== Required action ==
Give back exactly the lines starting at the one with "[locate] the driftwood" and ending at the last line of the data below. Pictures are not part of the copy.

== Data extracts ==
=== Begin Enclosure ===

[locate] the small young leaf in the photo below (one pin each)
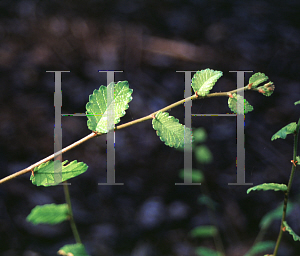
(292, 233)
(268, 186)
(260, 247)
(97, 109)
(73, 250)
(237, 102)
(203, 154)
(297, 102)
(288, 129)
(257, 78)
(44, 174)
(169, 130)
(197, 175)
(204, 231)
(204, 251)
(48, 214)
(204, 80)
(266, 89)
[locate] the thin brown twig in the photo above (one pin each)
(94, 134)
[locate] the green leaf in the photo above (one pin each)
(200, 135)
(292, 233)
(44, 174)
(73, 250)
(48, 214)
(197, 175)
(203, 154)
(260, 247)
(257, 79)
(204, 231)
(236, 104)
(169, 130)
(204, 251)
(97, 108)
(268, 186)
(204, 80)
(266, 89)
(288, 129)
(274, 214)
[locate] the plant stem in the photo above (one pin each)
(72, 222)
(94, 134)
(286, 194)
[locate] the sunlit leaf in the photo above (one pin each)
(204, 251)
(169, 130)
(204, 231)
(204, 80)
(269, 186)
(44, 174)
(98, 109)
(288, 129)
(257, 79)
(48, 214)
(73, 250)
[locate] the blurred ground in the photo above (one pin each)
(149, 41)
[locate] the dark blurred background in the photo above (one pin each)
(149, 41)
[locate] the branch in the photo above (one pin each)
(95, 134)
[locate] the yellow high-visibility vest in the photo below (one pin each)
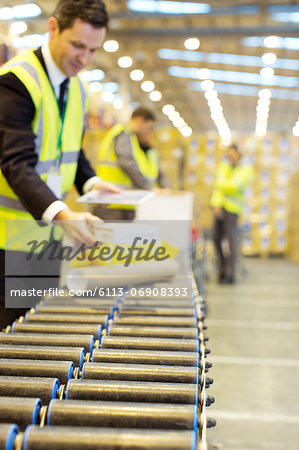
(110, 170)
(57, 144)
(230, 185)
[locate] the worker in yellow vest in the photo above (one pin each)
(42, 111)
(227, 200)
(127, 159)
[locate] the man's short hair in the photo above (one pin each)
(145, 113)
(90, 11)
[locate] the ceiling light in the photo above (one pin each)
(186, 131)
(264, 93)
(207, 85)
(168, 109)
(179, 122)
(148, 86)
(107, 96)
(18, 27)
(93, 75)
(211, 95)
(20, 11)
(271, 41)
(95, 86)
(168, 7)
(267, 72)
(203, 74)
(174, 115)
(192, 43)
(111, 46)
(155, 96)
(136, 75)
(269, 58)
(118, 103)
(125, 62)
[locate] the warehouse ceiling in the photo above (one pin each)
(232, 42)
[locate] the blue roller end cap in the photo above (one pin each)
(71, 370)
(36, 411)
(91, 343)
(55, 388)
(11, 436)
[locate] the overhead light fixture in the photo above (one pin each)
(107, 97)
(95, 86)
(269, 58)
(20, 11)
(93, 75)
(137, 75)
(267, 72)
(174, 115)
(207, 85)
(168, 7)
(155, 96)
(30, 40)
(125, 62)
(271, 41)
(186, 131)
(18, 28)
(148, 86)
(203, 74)
(168, 109)
(111, 46)
(264, 93)
(192, 43)
(118, 103)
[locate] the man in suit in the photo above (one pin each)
(42, 111)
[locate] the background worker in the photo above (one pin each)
(42, 111)
(127, 158)
(227, 199)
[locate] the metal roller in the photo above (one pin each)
(71, 438)
(55, 340)
(8, 434)
(154, 311)
(132, 391)
(79, 319)
(161, 332)
(162, 321)
(122, 415)
(71, 301)
(21, 411)
(159, 303)
(171, 297)
(74, 309)
(56, 328)
(44, 388)
(145, 343)
(63, 370)
(140, 372)
(146, 357)
(35, 352)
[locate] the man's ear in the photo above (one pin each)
(53, 27)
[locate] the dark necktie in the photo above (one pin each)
(63, 95)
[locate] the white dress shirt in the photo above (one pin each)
(56, 77)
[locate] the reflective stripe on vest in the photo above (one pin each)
(46, 126)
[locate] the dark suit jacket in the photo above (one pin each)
(17, 148)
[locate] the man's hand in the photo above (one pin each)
(106, 187)
(77, 225)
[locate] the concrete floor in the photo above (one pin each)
(253, 328)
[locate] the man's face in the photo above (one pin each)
(144, 130)
(73, 48)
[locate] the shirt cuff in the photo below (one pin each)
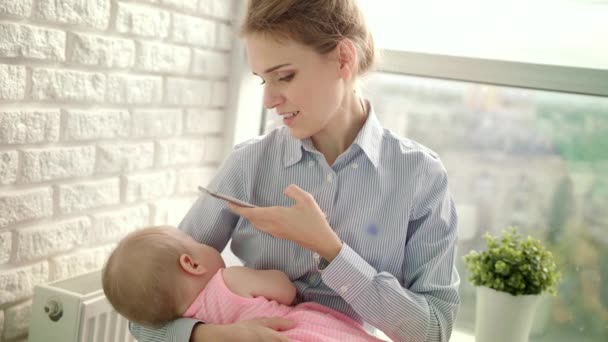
(348, 274)
(180, 330)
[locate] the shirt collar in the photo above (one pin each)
(369, 139)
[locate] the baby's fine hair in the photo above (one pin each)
(139, 277)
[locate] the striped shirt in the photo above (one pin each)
(387, 199)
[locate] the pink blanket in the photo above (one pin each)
(216, 304)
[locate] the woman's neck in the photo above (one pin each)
(342, 129)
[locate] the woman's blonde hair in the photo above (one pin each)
(319, 24)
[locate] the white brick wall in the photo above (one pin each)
(111, 113)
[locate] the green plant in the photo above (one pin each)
(513, 265)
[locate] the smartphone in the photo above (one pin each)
(226, 198)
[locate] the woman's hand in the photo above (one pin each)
(304, 223)
(255, 330)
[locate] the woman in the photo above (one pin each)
(361, 220)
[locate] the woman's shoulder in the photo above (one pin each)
(261, 144)
(407, 147)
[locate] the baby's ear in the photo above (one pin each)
(191, 266)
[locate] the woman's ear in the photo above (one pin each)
(191, 266)
(347, 58)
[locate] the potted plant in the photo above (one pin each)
(510, 276)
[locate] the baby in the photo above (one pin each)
(158, 274)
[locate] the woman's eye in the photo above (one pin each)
(287, 78)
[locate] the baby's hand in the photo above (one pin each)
(255, 330)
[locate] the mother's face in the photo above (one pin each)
(303, 86)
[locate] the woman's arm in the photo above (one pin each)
(425, 306)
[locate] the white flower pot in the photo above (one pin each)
(502, 317)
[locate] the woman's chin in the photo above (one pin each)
(298, 133)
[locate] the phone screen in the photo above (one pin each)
(226, 198)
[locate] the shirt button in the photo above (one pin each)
(316, 256)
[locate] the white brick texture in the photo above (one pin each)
(158, 57)
(90, 13)
(142, 21)
(21, 8)
(171, 211)
(31, 42)
(156, 123)
(200, 121)
(189, 5)
(217, 8)
(18, 283)
(193, 30)
(47, 239)
(113, 158)
(188, 92)
(152, 185)
(68, 85)
(101, 51)
(5, 247)
(17, 320)
(96, 125)
(25, 205)
(210, 63)
(57, 163)
(111, 113)
(12, 82)
(74, 198)
(82, 261)
(129, 89)
(29, 127)
(8, 167)
(113, 225)
(180, 151)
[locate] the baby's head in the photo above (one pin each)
(155, 273)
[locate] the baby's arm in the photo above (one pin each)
(270, 284)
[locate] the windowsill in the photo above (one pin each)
(457, 336)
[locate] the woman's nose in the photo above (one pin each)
(272, 98)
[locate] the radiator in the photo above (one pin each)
(75, 310)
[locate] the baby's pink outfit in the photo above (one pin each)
(216, 304)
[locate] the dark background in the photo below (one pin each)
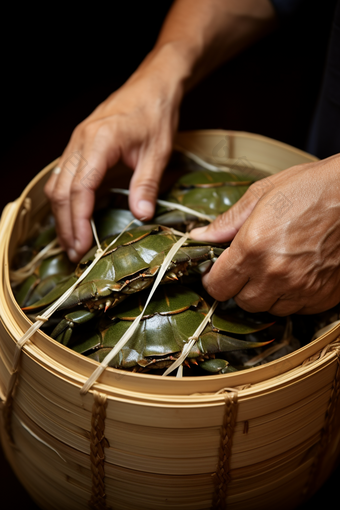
(57, 66)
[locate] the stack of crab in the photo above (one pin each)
(102, 307)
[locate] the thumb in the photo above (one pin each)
(144, 185)
(225, 227)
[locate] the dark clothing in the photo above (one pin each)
(324, 137)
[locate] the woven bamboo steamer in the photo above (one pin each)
(267, 436)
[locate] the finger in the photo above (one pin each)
(284, 307)
(227, 276)
(100, 154)
(145, 181)
(225, 227)
(57, 189)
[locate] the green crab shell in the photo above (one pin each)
(207, 192)
(170, 319)
(129, 266)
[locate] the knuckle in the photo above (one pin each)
(48, 189)
(148, 186)
(59, 197)
(248, 305)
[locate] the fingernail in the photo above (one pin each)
(198, 232)
(72, 254)
(145, 208)
(77, 246)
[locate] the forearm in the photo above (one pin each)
(199, 35)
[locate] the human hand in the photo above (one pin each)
(135, 124)
(285, 256)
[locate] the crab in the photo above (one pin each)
(208, 192)
(169, 320)
(129, 265)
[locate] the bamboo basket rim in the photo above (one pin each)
(77, 368)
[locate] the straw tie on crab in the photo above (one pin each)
(49, 312)
(165, 203)
(128, 334)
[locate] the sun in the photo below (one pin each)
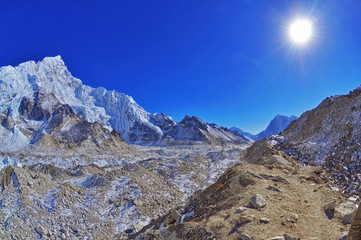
(300, 31)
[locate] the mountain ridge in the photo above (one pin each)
(31, 91)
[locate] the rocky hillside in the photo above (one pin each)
(31, 92)
(329, 136)
(68, 170)
(276, 200)
(277, 125)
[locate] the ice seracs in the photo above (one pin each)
(30, 92)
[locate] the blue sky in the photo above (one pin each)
(227, 61)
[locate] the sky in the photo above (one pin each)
(229, 62)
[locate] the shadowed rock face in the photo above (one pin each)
(40, 106)
(329, 136)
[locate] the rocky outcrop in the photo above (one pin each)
(222, 211)
(328, 136)
(31, 92)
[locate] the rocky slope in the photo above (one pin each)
(68, 170)
(277, 125)
(30, 92)
(276, 200)
(329, 136)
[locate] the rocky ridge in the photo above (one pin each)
(328, 136)
(30, 92)
(276, 126)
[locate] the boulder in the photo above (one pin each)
(257, 201)
(346, 211)
(344, 236)
(264, 220)
(8, 123)
(279, 161)
(355, 229)
(41, 231)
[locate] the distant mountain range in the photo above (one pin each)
(32, 93)
(277, 125)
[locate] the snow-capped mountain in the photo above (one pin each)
(329, 136)
(31, 92)
(277, 125)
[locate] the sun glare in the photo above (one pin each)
(300, 31)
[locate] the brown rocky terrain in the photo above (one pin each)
(279, 199)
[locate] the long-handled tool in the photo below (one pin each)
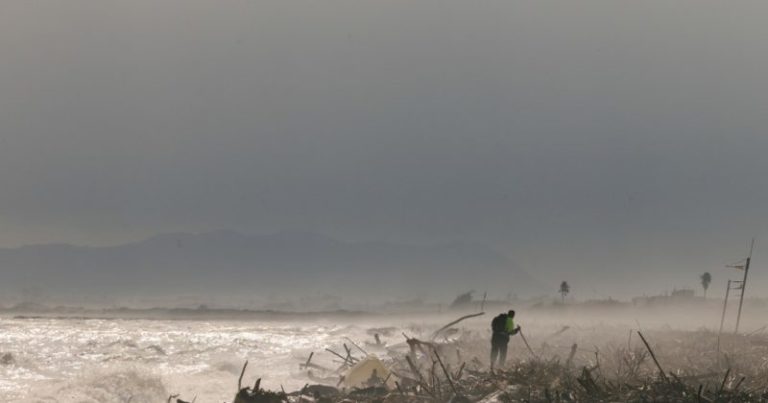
(527, 345)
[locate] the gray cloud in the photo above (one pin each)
(622, 141)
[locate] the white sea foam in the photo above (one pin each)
(97, 360)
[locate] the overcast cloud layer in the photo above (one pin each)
(618, 144)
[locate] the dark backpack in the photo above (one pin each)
(499, 324)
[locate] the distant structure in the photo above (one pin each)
(677, 296)
(564, 290)
(706, 278)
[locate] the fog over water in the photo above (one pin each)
(274, 177)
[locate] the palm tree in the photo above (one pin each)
(564, 289)
(706, 278)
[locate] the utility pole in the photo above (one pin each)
(722, 318)
(744, 285)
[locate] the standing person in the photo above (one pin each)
(502, 327)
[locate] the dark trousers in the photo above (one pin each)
(499, 349)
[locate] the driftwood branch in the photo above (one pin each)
(438, 331)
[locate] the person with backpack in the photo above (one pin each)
(502, 327)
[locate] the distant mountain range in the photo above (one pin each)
(228, 262)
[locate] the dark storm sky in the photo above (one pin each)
(618, 144)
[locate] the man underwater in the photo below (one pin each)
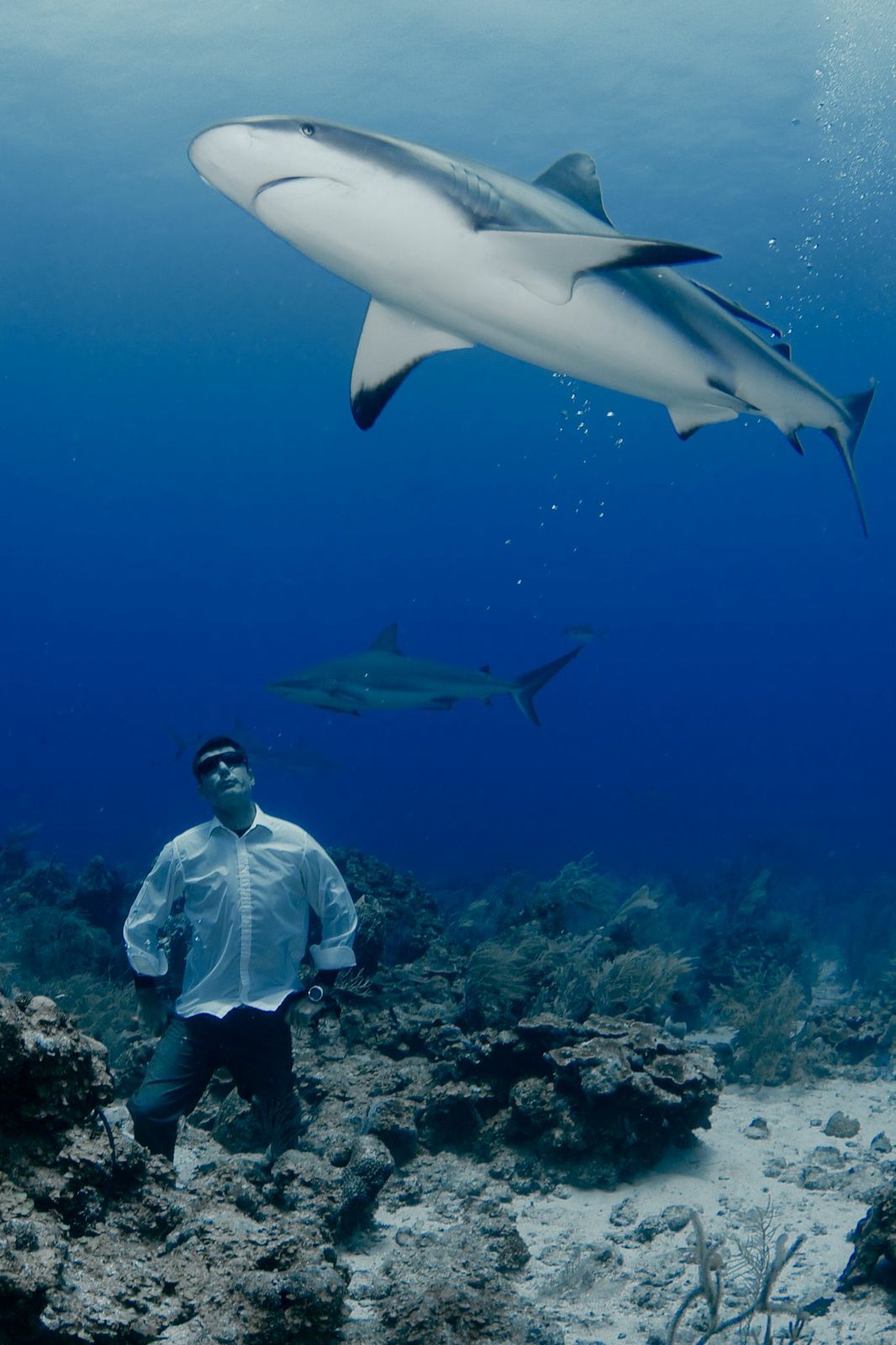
(249, 883)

=== End Enclosure ===

== Exercise result ==
[locate] the driftwood branch in the photo above (one pin each)
(438, 331)
[locate] the person with backpack in the photo above (one pin each)
(502, 327)
[locate] the distant mountain range in the photo above (one pin each)
(228, 262)
[locate] the dark storm sky in the photo above (one pin each)
(618, 144)
[locate] the man underwater in the photo below (one pin each)
(249, 883)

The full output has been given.